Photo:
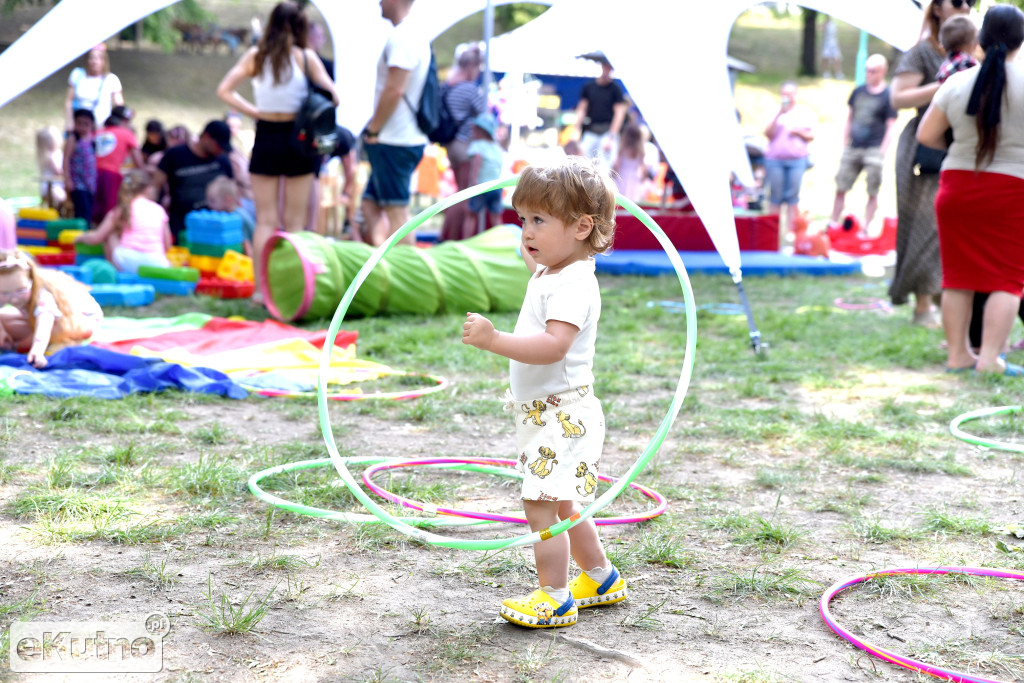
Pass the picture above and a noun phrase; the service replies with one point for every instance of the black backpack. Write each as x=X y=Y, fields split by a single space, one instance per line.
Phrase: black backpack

...

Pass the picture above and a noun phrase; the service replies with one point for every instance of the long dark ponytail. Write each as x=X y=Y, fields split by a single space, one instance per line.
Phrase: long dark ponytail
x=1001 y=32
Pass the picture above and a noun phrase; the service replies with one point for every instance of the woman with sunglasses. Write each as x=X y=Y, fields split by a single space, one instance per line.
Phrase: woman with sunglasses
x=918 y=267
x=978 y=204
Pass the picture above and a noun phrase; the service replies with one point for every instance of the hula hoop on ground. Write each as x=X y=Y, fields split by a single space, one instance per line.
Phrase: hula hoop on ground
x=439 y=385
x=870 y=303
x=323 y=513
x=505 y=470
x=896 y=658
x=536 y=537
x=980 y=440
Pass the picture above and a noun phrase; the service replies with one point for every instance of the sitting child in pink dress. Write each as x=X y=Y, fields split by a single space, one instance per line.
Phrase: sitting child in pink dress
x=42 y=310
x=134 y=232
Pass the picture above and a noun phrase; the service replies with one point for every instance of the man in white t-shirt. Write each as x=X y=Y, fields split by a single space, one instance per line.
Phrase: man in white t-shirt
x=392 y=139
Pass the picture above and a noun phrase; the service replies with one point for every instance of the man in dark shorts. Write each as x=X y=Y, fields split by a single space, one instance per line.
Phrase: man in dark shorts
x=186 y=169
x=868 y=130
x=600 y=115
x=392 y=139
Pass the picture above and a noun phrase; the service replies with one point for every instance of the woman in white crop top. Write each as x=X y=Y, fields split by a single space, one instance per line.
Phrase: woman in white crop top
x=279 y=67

» WHAT YOU SHOULD DO: Please turn the lines of material starting at the line that contains "of the long" and ending at the line that contains "x=134 y=232", both included, into a numbered list with blank lines left out.

» ANSWER TO THE EXERCISE:
1. Pass the picture above and a noun phrase; the service replies with one point for every instance of the long dark ponytail. Write each as x=X y=Y, fields split by a single space, one instance per line.
2. Phrase: long dark ponytail
3. x=1001 y=32
4. Pass the picture above and a noun phrase; the service replies with one point for every instance of the woman with sunglasses. Write each as x=X y=Y, fields split by a single space, one instance per line.
5. Phrase: woman with sunglasses
6. x=918 y=267
7. x=978 y=204
8. Pass the picture above and a noun phrase; the service replies with one point for every instance of the hula hoop on ground. Write each as x=X y=Y, fields split by a single space, one instance per line.
9. Phrase: hula hoop on ground
10. x=439 y=385
11. x=870 y=303
12. x=323 y=513
13. x=505 y=470
14. x=896 y=658
15. x=536 y=537
16. x=980 y=440
17. Pass the picture above and a noun phrase; the service replies with one point for every instance of the sitting child in pink dress. Write each as x=X y=Y, fields split by a single space, one instance per line.
18. Phrase: sitting child in pink dress
19. x=42 y=310
20. x=134 y=232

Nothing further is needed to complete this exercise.